**Problem requirements:** Output every line of the records, word for word, from the line containing "Trace the outline of every instance of the woman's" down to the last line of the records, including both.

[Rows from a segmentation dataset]
--------------------
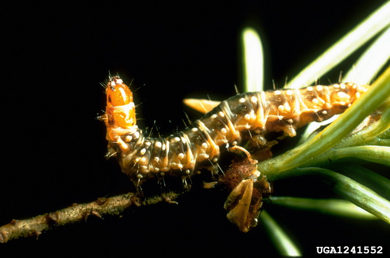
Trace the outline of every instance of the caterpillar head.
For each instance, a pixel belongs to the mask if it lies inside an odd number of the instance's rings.
[[[133,93],[118,77],[111,77],[106,87],[107,127],[129,128],[136,125]]]

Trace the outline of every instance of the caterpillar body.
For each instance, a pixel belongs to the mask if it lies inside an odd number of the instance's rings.
[[[116,155],[122,171],[135,184],[168,175],[185,179],[200,167],[215,164],[221,151],[243,139],[265,146],[265,136],[270,132],[293,137],[296,129],[310,122],[343,112],[369,87],[348,83],[238,94],[195,121],[193,127],[154,138],[143,135],[136,124],[129,88],[118,77],[111,77],[103,117],[106,156]]]

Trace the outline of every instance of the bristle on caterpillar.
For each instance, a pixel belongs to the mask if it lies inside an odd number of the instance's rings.
[[[107,155],[116,155],[122,171],[137,184],[166,175],[186,178],[198,167],[215,164],[227,150],[220,146],[243,139],[264,146],[265,136],[271,132],[295,136],[297,128],[343,112],[369,87],[348,83],[239,94],[222,102],[193,127],[154,138],[145,136],[136,125],[129,88],[118,77],[112,77],[106,88],[104,118]]]

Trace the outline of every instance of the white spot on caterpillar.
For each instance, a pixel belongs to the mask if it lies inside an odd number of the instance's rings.
[[[129,142],[129,141],[131,141],[131,140],[133,139],[133,137],[131,137],[130,135],[127,135],[126,137],[125,137],[125,142]]]

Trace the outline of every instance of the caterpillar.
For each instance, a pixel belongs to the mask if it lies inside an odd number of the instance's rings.
[[[195,121],[193,127],[154,138],[143,135],[136,125],[131,90],[118,76],[110,76],[101,117],[107,127],[106,157],[117,156],[122,171],[137,185],[164,175],[185,179],[202,166],[216,169],[221,152],[243,140],[266,146],[269,132],[292,137],[310,122],[342,113],[369,87],[348,83],[238,94]]]

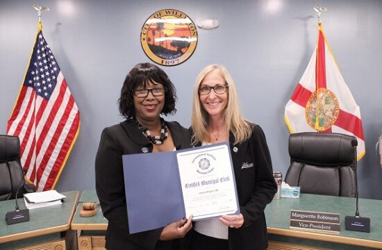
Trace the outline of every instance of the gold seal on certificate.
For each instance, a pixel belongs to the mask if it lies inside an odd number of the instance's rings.
[[[193,220],[239,212],[228,144],[176,154],[186,217]]]

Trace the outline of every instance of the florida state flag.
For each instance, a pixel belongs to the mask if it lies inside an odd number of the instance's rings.
[[[340,72],[320,24],[318,31],[317,48],[285,106],[284,120],[290,133],[354,135],[359,160],[365,152],[360,108]]]

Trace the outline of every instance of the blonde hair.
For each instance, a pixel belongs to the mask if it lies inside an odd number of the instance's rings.
[[[233,79],[228,70],[223,65],[211,65],[206,67],[199,74],[194,85],[194,98],[192,101],[192,112],[191,125],[194,131],[192,144],[193,145],[201,142],[208,142],[209,135],[207,131],[208,126],[208,113],[204,110],[200,102],[199,88],[206,76],[217,71],[228,85],[228,103],[224,110],[224,125],[235,136],[234,144],[243,142],[251,137],[251,128],[241,114],[238,92]]]

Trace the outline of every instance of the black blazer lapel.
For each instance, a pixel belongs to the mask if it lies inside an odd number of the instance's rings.
[[[239,183],[240,173],[242,169],[242,165],[244,162],[244,158],[245,156],[245,152],[247,152],[247,147],[248,147],[248,140],[240,143],[239,144],[233,144],[235,142],[235,137],[230,133],[229,134],[229,144],[231,147],[231,156],[232,157],[232,163],[233,164],[233,171],[235,172],[235,179],[236,180],[236,185]]]

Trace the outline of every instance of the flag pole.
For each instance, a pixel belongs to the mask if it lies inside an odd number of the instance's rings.
[[[317,7],[315,6],[313,9],[317,12],[317,17],[318,17],[318,27],[319,30],[321,26],[321,17],[322,17],[322,11],[326,11],[328,9],[325,7]],[[317,39],[318,42],[318,39]],[[318,44],[318,42],[317,42]],[[319,51],[318,46],[317,47],[317,54],[316,54],[316,72],[317,72],[318,67],[319,67]],[[316,121],[315,124],[315,130],[319,132],[319,88],[318,88],[318,74],[316,74],[316,90],[317,90],[317,96],[316,96]]]
[[[39,31],[42,29],[42,25],[41,24],[41,17],[42,16],[42,11],[47,10],[49,11],[50,9],[48,7],[42,7],[42,6],[38,6],[37,4],[32,4],[32,7],[35,8],[38,12],[38,30]]]

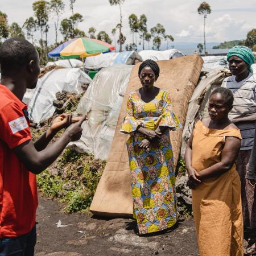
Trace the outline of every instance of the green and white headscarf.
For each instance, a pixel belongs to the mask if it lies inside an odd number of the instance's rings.
[[[230,49],[226,55],[228,61],[232,56],[236,56],[242,59],[245,63],[249,65],[248,69],[252,72],[251,65],[254,63],[255,58],[251,50],[246,46],[237,46]]]

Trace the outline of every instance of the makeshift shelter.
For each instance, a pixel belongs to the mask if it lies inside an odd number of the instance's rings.
[[[184,54],[176,49],[166,51],[143,50],[139,52],[142,60],[165,60],[184,56]]]
[[[132,68],[117,64],[97,73],[76,110],[88,120],[83,124],[80,141],[69,146],[107,159]]]
[[[201,77],[196,88],[189,100],[185,123],[183,127],[180,155],[184,158],[187,142],[189,138],[195,123],[209,116],[207,110],[210,93],[221,86],[225,78],[231,75],[228,68],[212,69]]]
[[[222,69],[229,65],[226,56],[206,56],[202,58],[204,60],[203,67],[205,68]]]
[[[159,61],[160,74],[156,85],[168,90],[172,98],[174,110],[182,125],[188,101],[196,86],[203,65],[199,55]],[[133,213],[130,176],[126,142],[129,135],[119,133],[129,92],[140,87],[139,65],[132,70],[120,111],[110,152],[90,210],[104,216],[130,216]],[[171,132],[175,166],[179,155],[182,130]]]
[[[141,57],[135,51],[109,52],[86,58],[84,65],[88,69],[97,70],[114,64],[132,65],[135,59],[142,61]]]
[[[56,107],[52,105],[56,99],[56,93],[64,90],[81,93],[82,86],[88,85],[92,79],[79,68],[61,68],[47,73],[38,81],[31,99],[28,94],[25,98],[29,101],[28,112],[35,123],[52,116]]]

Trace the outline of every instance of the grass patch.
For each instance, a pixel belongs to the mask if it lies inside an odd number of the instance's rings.
[[[179,162],[177,164],[176,170],[177,170],[178,175],[184,175],[187,172],[186,164],[185,163],[185,160],[180,156],[179,159]]]
[[[46,196],[58,199],[68,213],[88,209],[105,161],[92,155],[65,150],[55,164],[37,176],[38,187]]]

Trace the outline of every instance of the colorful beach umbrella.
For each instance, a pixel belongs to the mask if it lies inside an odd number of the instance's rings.
[[[114,46],[93,38],[75,38],[65,42],[48,53],[49,57],[61,59],[85,58],[115,49]]]

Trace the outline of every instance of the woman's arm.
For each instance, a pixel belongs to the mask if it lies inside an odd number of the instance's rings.
[[[204,180],[213,177],[218,177],[231,169],[240,150],[241,140],[236,137],[226,138],[224,147],[221,152],[221,160],[200,171],[199,179]]]
[[[190,188],[195,188],[196,185],[201,182],[201,180],[198,179],[199,174],[192,167],[192,143],[193,137],[193,130],[185,151],[185,163],[188,175],[188,185]]]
--------------------
**Response:**
Trace the outline of every instance of the woman's arm.
For each instance, a pixel belongs to the mask if it lies inside an odd number of the instance's rings.
[[[204,180],[213,177],[218,177],[231,169],[240,150],[241,140],[236,137],[226,138],[224,147],[221,152],[221,160],[200,171],[199,179]]]
[[[190,188],[195,188],[196,185],[201,182],[201,180],[198,179],[199,174],[192,167],[192,143],[193,137],[193,130],[185,151],[185,163],[188,175],[188,185]]]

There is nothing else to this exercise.